Problem → How many lines in the rows below contain the string "headlight"? Case counts, so match it with the same capitalization, and reply with the number only.

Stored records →
::::

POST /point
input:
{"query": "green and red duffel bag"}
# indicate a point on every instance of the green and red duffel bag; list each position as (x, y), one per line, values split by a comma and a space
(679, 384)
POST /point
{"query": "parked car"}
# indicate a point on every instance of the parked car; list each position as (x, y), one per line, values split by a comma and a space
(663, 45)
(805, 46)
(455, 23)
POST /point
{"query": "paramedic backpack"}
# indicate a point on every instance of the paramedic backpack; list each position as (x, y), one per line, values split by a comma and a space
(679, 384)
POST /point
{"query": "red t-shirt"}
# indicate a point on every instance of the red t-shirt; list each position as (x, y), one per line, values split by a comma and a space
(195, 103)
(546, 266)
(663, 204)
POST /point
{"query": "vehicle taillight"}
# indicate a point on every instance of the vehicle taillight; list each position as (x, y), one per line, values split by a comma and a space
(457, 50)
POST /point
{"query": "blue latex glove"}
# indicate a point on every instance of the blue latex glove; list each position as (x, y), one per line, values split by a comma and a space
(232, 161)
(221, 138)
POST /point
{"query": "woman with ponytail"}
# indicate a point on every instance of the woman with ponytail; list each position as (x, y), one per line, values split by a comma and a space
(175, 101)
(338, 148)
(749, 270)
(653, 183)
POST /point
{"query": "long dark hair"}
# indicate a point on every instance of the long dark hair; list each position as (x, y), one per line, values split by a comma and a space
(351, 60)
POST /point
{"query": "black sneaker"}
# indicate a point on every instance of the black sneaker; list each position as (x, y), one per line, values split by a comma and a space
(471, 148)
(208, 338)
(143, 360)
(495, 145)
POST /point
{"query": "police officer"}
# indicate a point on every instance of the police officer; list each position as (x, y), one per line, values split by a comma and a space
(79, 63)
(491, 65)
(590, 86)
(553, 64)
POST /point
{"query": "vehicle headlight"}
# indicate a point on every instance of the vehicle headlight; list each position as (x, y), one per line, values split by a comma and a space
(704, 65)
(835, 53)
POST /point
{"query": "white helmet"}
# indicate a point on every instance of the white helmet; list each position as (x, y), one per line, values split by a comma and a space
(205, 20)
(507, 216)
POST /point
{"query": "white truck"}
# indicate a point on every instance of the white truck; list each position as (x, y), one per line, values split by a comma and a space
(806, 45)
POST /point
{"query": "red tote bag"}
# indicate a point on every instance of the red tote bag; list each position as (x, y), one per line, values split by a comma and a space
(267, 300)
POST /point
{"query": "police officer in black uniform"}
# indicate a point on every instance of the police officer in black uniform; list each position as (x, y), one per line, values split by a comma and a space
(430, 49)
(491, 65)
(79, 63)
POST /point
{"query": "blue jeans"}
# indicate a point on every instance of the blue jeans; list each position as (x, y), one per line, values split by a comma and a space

::::

Result below → 2